Detection examples:
□ □ □

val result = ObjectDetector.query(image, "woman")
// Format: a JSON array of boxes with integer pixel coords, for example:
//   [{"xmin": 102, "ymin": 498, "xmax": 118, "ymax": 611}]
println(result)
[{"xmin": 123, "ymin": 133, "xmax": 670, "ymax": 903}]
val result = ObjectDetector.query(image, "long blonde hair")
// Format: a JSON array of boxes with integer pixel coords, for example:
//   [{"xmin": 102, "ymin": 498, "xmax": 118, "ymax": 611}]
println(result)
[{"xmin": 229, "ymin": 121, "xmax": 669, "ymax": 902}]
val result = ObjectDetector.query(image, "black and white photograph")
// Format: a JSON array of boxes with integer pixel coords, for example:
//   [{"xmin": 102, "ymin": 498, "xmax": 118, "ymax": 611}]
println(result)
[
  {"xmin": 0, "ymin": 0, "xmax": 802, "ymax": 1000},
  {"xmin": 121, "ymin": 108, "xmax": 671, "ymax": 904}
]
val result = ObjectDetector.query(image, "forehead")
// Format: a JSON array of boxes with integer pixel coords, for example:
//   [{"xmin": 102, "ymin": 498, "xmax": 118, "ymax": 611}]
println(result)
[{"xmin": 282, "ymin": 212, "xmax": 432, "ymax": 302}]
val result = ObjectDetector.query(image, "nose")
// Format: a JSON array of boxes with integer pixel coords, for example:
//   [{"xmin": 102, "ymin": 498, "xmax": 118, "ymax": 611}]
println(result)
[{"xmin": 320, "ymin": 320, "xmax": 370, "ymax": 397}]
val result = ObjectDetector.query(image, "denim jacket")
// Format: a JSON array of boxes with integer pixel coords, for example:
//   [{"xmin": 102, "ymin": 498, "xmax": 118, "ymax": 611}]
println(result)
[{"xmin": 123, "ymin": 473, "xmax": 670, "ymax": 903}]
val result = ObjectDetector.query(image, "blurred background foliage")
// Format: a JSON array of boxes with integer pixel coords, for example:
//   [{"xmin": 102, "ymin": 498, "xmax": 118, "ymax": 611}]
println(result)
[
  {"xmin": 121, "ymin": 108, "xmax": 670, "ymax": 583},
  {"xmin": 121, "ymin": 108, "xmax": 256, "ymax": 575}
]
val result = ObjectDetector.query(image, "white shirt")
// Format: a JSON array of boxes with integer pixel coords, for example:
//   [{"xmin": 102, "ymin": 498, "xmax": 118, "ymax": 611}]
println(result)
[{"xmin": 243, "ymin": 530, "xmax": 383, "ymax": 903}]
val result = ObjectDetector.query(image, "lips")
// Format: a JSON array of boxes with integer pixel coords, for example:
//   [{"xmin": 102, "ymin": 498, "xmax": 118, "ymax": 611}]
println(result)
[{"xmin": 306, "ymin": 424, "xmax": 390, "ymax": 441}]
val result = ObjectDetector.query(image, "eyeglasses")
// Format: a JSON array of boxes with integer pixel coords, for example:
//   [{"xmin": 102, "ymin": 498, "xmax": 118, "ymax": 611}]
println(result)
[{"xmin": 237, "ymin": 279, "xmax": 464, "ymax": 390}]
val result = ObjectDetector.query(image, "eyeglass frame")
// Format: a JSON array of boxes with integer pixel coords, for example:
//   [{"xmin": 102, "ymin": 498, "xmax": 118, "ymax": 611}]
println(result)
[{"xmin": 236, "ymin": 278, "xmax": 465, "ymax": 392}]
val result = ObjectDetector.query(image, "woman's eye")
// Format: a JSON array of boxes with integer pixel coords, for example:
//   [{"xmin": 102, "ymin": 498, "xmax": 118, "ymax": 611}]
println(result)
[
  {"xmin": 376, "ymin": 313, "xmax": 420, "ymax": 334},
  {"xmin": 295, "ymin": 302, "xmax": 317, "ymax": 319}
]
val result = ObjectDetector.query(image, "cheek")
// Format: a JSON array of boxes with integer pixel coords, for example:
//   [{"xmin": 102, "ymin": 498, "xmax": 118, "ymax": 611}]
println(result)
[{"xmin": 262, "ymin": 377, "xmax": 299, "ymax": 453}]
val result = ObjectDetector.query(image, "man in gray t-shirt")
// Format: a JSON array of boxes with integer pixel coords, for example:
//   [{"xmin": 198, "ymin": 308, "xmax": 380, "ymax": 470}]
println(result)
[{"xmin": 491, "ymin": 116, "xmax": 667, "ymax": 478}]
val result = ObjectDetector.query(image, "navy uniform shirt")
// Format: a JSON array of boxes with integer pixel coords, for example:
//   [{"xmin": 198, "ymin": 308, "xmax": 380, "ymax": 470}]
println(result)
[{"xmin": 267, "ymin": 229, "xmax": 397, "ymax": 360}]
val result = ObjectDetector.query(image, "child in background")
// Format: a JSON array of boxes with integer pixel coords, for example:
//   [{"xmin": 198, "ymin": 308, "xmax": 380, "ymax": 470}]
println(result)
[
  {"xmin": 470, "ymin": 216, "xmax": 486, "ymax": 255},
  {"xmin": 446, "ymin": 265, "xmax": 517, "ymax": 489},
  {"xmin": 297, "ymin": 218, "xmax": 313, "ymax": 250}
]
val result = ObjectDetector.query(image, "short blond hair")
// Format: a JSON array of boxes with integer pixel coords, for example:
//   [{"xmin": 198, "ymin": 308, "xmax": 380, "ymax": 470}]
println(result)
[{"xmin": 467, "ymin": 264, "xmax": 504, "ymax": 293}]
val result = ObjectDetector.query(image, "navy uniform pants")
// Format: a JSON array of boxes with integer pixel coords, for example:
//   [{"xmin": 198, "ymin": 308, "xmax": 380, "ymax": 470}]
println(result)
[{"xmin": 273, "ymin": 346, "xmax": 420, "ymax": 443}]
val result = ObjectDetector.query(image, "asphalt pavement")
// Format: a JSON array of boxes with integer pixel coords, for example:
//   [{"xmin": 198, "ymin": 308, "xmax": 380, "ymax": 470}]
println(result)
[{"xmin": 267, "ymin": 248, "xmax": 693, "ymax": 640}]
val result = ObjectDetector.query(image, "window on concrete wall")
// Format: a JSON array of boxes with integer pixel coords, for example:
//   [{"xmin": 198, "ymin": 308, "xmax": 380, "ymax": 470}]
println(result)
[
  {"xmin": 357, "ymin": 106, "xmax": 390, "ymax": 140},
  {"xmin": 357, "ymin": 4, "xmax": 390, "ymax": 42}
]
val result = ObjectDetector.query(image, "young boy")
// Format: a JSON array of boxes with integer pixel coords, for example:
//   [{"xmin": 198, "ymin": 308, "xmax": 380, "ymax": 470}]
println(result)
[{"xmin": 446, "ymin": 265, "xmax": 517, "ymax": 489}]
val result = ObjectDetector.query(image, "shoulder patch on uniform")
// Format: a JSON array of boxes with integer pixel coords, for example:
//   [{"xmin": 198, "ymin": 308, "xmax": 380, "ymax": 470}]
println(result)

□ □ □

Filter the records above down to every line that contains the string "white", and copy those lines. Treat uppercase and lowercase as different.

val result = ObjectDetector.query(image, "black and white photograph")
val result = ObjectDetector.query(image, "white shirt")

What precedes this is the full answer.